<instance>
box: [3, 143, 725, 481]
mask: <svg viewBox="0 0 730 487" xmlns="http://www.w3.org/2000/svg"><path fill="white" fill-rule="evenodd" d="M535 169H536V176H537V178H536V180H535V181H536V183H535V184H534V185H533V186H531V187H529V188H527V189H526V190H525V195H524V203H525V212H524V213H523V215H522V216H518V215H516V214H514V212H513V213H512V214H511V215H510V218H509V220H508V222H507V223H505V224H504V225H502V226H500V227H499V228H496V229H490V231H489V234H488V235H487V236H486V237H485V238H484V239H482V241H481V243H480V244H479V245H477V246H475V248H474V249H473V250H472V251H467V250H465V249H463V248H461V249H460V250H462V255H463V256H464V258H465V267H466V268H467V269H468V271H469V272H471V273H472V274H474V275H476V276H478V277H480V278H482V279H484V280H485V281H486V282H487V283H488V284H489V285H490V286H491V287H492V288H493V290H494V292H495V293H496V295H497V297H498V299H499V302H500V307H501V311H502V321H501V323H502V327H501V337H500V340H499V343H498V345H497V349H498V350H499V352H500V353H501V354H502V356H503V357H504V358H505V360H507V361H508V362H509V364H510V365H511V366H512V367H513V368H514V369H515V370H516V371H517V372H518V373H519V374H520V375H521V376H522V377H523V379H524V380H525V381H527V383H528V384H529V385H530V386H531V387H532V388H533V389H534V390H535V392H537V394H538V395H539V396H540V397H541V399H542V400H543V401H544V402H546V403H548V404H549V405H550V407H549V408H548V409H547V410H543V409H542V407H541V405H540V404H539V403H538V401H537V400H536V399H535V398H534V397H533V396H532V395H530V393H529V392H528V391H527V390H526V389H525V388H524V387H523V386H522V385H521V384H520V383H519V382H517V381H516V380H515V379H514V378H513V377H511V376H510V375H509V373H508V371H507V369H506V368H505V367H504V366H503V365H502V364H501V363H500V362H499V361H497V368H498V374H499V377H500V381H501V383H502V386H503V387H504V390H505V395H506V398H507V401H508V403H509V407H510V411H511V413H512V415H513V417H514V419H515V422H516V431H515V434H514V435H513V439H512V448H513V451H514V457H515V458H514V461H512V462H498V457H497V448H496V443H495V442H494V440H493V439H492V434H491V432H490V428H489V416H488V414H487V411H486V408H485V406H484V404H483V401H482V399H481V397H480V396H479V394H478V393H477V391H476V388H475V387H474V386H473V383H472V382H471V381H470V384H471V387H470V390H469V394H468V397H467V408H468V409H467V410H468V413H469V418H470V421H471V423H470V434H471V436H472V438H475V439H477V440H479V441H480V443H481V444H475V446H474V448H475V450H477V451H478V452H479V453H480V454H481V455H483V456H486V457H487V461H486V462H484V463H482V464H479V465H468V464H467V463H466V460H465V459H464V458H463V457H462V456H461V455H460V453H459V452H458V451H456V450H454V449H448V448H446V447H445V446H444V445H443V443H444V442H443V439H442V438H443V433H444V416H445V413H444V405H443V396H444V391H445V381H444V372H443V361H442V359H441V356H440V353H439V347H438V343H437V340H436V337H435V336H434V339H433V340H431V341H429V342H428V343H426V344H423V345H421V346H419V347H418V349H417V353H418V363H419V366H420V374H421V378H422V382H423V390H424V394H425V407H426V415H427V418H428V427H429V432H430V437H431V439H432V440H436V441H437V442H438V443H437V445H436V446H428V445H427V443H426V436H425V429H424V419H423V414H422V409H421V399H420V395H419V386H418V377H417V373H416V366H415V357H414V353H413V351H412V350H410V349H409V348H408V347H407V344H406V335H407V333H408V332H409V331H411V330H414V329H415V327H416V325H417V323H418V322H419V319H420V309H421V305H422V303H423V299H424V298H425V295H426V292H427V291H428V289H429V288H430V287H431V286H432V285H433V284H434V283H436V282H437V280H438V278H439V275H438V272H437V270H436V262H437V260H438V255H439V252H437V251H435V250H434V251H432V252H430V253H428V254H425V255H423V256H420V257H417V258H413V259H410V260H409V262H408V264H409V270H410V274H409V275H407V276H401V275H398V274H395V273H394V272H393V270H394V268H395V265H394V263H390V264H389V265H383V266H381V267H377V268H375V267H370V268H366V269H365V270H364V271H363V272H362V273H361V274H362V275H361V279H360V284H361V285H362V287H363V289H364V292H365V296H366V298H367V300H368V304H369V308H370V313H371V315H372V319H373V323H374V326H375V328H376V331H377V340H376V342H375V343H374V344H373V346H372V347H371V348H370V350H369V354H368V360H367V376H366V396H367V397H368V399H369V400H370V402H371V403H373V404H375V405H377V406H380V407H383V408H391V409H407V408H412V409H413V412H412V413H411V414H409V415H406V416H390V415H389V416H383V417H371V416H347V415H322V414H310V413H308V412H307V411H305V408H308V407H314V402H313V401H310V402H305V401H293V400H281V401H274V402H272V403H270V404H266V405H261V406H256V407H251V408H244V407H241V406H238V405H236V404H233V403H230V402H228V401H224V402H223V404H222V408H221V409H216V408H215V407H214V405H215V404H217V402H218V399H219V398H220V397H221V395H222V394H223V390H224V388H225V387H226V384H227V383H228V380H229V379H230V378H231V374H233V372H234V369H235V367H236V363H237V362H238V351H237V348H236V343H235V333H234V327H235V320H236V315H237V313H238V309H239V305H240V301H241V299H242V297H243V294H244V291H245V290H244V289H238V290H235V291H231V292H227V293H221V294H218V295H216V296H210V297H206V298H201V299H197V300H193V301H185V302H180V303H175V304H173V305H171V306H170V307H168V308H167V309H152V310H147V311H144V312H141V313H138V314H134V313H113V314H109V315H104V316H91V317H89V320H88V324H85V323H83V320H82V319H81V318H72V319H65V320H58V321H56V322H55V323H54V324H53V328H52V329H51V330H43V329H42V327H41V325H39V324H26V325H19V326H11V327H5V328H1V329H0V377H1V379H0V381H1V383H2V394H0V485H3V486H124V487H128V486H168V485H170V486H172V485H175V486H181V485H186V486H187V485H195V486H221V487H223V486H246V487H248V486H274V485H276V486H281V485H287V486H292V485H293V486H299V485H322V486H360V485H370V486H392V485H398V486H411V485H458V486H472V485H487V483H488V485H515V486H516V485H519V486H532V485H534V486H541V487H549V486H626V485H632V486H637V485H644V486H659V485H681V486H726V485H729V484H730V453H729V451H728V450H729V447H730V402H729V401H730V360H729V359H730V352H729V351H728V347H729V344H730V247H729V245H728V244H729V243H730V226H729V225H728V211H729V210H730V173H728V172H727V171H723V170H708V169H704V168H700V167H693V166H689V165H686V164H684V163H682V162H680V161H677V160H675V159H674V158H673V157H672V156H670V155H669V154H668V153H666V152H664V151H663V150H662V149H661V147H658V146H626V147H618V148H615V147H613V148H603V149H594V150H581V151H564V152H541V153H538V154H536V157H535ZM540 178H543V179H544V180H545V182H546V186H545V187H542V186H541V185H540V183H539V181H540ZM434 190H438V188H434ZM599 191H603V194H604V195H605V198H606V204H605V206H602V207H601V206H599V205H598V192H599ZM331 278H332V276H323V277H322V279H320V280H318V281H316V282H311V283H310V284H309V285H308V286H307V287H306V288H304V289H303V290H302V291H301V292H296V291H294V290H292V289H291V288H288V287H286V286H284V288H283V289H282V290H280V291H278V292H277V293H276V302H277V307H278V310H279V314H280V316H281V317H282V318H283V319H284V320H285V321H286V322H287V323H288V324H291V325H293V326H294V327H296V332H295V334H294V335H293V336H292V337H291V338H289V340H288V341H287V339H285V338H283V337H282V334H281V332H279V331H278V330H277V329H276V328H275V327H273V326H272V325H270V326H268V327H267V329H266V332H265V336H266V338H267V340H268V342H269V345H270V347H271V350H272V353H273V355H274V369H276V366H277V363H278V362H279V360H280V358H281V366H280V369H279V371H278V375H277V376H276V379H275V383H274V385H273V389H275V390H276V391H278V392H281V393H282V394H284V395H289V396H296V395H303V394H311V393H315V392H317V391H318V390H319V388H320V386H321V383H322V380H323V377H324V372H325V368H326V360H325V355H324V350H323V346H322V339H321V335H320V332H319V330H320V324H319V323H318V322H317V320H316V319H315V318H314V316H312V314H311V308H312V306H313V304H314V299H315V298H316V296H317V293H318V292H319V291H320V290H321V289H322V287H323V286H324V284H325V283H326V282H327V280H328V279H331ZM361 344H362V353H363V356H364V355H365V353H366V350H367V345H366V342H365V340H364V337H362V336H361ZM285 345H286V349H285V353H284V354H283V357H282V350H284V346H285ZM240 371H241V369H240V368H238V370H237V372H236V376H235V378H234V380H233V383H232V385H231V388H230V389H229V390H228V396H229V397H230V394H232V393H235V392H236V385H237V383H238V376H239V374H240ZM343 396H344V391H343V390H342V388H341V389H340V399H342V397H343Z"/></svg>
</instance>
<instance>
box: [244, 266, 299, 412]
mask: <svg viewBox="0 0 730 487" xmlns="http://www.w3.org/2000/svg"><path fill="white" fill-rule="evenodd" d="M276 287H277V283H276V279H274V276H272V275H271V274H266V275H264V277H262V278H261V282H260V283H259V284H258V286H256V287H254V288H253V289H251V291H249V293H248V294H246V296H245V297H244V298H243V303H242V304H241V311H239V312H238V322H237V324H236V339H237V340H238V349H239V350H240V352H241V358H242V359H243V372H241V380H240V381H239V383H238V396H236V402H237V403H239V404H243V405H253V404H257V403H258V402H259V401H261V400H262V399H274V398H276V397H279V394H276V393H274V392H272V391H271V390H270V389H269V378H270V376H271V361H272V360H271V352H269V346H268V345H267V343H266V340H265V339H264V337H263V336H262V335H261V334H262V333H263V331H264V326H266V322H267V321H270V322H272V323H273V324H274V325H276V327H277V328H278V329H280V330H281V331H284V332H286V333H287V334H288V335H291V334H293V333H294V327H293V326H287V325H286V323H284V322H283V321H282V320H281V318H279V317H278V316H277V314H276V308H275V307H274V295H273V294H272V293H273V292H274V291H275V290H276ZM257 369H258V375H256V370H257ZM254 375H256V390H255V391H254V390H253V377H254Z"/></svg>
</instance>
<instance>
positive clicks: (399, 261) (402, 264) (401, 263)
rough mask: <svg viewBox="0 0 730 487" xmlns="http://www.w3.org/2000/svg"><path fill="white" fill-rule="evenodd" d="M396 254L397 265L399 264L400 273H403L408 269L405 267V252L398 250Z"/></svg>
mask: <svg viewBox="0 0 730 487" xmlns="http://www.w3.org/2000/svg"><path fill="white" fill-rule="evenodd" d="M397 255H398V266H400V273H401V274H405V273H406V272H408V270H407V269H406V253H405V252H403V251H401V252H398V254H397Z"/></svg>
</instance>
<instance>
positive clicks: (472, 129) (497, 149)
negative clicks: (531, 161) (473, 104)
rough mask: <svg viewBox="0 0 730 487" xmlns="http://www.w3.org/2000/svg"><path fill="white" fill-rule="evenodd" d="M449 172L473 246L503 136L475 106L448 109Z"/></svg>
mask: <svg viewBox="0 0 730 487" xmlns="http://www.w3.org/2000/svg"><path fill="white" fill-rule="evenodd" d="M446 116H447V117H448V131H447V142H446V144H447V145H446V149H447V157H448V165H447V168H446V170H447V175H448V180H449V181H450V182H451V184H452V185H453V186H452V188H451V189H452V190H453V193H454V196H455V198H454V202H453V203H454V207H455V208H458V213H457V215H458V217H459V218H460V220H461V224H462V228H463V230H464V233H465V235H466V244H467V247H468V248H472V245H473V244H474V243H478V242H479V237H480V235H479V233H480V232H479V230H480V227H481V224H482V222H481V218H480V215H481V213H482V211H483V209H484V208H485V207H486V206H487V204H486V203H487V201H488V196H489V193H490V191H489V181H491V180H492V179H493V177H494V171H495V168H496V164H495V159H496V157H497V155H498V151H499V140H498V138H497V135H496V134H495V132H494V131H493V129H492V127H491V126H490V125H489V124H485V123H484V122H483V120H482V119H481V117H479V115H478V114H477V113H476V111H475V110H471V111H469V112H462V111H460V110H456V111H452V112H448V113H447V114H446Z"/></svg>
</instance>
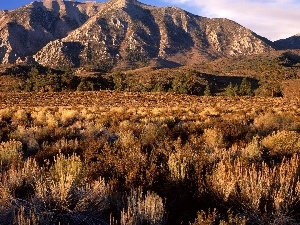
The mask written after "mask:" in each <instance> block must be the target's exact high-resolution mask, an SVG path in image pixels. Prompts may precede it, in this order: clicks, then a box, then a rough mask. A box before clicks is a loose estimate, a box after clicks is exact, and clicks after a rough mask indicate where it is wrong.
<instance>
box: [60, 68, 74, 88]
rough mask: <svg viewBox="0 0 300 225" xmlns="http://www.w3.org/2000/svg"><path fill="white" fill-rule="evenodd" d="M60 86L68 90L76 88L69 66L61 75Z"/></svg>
mask: <svg viewBox="0 0 300 225" xmlns="http://www.w3.org/2000/svg"><path fill="white" fill-rule="evenodd" d="M61 81H62V86H63V88H64V89H67V90H69V91H71V90H74V89H75V88H76V78H75V75H74V72H73V71H72V69H71V68H67V69H66V71H65V73H64V74H63V75H62V77H61Z"/></svg>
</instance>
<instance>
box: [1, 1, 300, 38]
mask: <svg viewBox="0 0 300 225" xmlns="http://www.w3.org/2000/svg"><path fill="white" fill-rule="evenodd" d="M31 1H33V0H0V9H14V8H17V7H20V6H22V5H25V4H28V3H30V2H31ZM139 1H140V2H143V3H145V4H148V5H154V6H178V7H180V8H183V9H185V10H187V11H189V12H192V13H194V14H196V15H200V16H205V17H209V18H228V19H231V20H234V21H236V22H238V23H239V24H241V25H242V26H244V27H246V28H249V29H251V30H253V31H254V32H256V33H258V34H259V35H261V36H264V37H266V38H268V39H270V40H272V41H274V40H278V39H282V38H287V37H290V36H293V35H295V34H298V33H300V22H299V21H300V13H299V11H300V0H155V1H150V0H139ZM99 2H103V0H102V1H99Z"/></svg>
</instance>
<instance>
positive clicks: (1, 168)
mask: <svg viewBox="0 0 300 225" xmlns="http://www.w3.org/2000/svg"><path fill="white" fill-rule="evenodd" d="M21 160H22V143H21V142H20V141H15V140H11V141H8V142H2V143H1V144H0V171H4V170H7V169H8V168H10V167H11V166H12V165H14V164H18V163H20V162H21Z"/></svg>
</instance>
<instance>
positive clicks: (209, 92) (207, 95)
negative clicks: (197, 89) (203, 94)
mask: <svg viewBox="0 0 300 225" xmlns="http://www.w3.org/2000/svg"><path fill="white" fill-rule="evenodd" d="M204 96H212V93H211V90H210V86H209V84H208V85H206V86H205V90H204Z"/></svg>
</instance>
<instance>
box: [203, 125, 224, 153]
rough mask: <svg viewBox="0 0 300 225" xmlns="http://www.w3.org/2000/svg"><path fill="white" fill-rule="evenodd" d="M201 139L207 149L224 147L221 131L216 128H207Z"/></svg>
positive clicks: (204, 131) (210, 149)
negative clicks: (207, 147)
mask: <svg viewBox="0 0 300 225" xmlns="http://www.w3.org/2000/svg"><path fill="white" fill-rule="evenodd" d="M203 138H204V141H205V144H206V146H207V147H208V149H210V150H213V149H215V148H223V147H224V137H223V134H222V131H221V130H219V129H216V128H209V129H205V130H204V134H203Z"/></svg>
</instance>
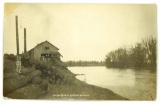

* How to complete this task: Please list every line in the entries above that contains the word "positive".

* Result of this exercise:
positive clicks: (399, 261) (402, 264) (401, 263)
positive clicks: (472, 129) (497, 149)
positive clicks: (1, 168)
positive clicks: (209, 92) (207, 95)
positive clicks: (204, 131) (210, 149)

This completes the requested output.